**Task requirements**
Extend the article on GM's celebrity-driven brand image campaign, picking up after its final sentence.

**Document segment**
Start of Block
For all the eye-rolling criticism of corporate branding and marketing tactics, there's no doubt the efforts pay off when it comes to drawing attention to products.

Take GM's star-studded celebrity car and fashion show earlier this month. The event garnered reams of media attention and landed GM models in national publications such as US Weekly magazine.

"There was a day where you could manage or limit the word of mouth about what was said about your brand, but that's over," said Timothy Blett, president of the Doner advertising agency in Southfield, which created the Mazda "zoom, zoom, zoom" campaign. "If your product is considered youthful, there is going to be more press, more buzz on the Internet. Being considered hip by the youth culture creates additional PR in some of the most powerful forms of communication."

Stars lead image change

GM knows that changing public perception is one of the biggest battles in its North American turnaround. While much of that work is focused on vehicle quality, design and resale values, the image of GM's eight brands also is key.

The task faced by the world's biggest automaker is especially tough because GM isn't a newcomer. Few Americans have not heard of GM -- and the image they have is often less than flattering.

To turn that around, GM is employing tactics both conventional and unconventional.

Cultivating star power has been the most noticeable approach. From having Tiger Woods unveil the new Buick Enclave crossover last year in Los Angeles to last month's fashion show to kick off the North American International Auto Show in Detroit, GM has made a concerted effort to get some Hollywood-style glitz behind its brands.

In the midst of rocker Stefani's video for "The Sweet Escape," the camera cuts away to the clearly recognizable grill of a taxi-yellow Chevrolet Tahoe. Meanwhile, GM's global color studio worked with Jay-Z to create a special blue color for the Denali SUV. And rapper 50-Cent made a showing at the GM exhibit at the show to check out performance models of the Pontiac G6.
End of Block
(Dataset records)
Start of Block
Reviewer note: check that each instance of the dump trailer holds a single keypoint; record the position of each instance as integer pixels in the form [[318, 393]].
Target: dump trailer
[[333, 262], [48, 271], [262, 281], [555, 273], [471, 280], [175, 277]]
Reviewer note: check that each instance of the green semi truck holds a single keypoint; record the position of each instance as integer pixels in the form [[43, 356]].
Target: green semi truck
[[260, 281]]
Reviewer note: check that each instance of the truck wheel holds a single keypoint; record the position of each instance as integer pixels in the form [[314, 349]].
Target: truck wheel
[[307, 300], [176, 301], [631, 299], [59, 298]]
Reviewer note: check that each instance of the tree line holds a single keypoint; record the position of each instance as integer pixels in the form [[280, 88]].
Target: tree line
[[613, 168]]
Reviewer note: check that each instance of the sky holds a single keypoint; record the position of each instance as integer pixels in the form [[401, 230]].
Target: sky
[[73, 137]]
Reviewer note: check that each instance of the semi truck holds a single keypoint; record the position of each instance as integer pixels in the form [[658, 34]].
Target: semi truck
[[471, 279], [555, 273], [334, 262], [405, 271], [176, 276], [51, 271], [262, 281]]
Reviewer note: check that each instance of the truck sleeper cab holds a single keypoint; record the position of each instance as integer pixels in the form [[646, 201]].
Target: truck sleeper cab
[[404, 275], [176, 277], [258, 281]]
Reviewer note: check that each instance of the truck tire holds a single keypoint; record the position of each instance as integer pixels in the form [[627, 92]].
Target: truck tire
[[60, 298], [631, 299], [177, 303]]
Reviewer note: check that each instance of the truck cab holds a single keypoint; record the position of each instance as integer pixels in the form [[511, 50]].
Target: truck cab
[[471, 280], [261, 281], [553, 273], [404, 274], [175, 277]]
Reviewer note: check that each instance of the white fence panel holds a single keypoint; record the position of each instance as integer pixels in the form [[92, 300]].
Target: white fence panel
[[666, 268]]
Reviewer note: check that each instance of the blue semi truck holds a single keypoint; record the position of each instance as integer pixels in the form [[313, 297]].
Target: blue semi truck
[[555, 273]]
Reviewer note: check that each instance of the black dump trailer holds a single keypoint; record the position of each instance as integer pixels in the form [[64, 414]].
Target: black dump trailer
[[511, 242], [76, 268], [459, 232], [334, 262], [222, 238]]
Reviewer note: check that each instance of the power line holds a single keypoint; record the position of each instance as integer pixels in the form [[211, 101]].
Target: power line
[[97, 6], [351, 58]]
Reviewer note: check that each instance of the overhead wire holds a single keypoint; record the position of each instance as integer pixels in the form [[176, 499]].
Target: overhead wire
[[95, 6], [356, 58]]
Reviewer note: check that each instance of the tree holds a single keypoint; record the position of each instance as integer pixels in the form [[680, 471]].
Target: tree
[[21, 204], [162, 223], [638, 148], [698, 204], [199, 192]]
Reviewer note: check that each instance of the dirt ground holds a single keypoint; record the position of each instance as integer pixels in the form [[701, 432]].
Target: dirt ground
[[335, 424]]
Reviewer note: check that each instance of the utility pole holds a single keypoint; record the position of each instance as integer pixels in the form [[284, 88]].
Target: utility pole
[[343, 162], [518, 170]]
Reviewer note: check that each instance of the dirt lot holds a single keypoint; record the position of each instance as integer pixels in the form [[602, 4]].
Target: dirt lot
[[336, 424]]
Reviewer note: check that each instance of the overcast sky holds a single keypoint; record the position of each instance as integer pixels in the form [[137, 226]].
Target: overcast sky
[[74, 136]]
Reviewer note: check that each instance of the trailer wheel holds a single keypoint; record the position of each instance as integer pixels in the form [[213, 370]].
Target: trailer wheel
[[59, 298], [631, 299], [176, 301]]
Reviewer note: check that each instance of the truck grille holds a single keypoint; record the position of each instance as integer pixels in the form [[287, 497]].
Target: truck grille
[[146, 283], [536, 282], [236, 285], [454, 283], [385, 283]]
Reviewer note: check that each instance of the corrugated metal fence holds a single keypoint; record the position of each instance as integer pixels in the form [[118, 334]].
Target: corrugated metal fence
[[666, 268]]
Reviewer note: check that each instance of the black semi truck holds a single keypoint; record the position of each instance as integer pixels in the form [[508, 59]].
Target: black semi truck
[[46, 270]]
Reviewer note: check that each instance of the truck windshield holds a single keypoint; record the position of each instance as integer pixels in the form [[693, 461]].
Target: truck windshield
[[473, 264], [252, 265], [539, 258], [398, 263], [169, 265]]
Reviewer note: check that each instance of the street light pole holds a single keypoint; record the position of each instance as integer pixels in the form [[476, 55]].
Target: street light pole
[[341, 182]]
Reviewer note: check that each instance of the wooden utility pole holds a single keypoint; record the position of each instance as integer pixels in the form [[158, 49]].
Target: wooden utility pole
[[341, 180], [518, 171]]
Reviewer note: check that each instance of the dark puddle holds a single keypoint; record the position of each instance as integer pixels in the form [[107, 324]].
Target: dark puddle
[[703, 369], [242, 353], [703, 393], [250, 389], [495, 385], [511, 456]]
End of Block
**Exercise output**
It's all about the air time

Companies love to have the famous pitch their wares. Many pay to have their products show up in the movies or on TV, or they give stars the items for free. Celebrities often will seek out a particular vehicle to use or customize.

Almost every automaker has a fleet of cars specifically for use in films and on TV, and most big productions have a team whose sole job is to find the right products.

"There's just something that has people connected to celebrities and has everybody wanting more," Bernacchi said. "But there has to be a balance. They can't look like they're shilling the product."

Transparent efforts tend to be shunned by the folks companies are trying to woo.

Some critics joked about the omnipresence of Ford Motor Co. models in the latest James Bond flick, "Casino Royale." The Dr. Z ads featuring Dieter Zetsche, CEO of Chrysler Group parent DaimlerChrysler AG and former Chrysler CEO, fell flat.

GM's has had its own missteps. The 1996 Super Bowl commercial featuring a leather-clad Cindy Crawford bombed.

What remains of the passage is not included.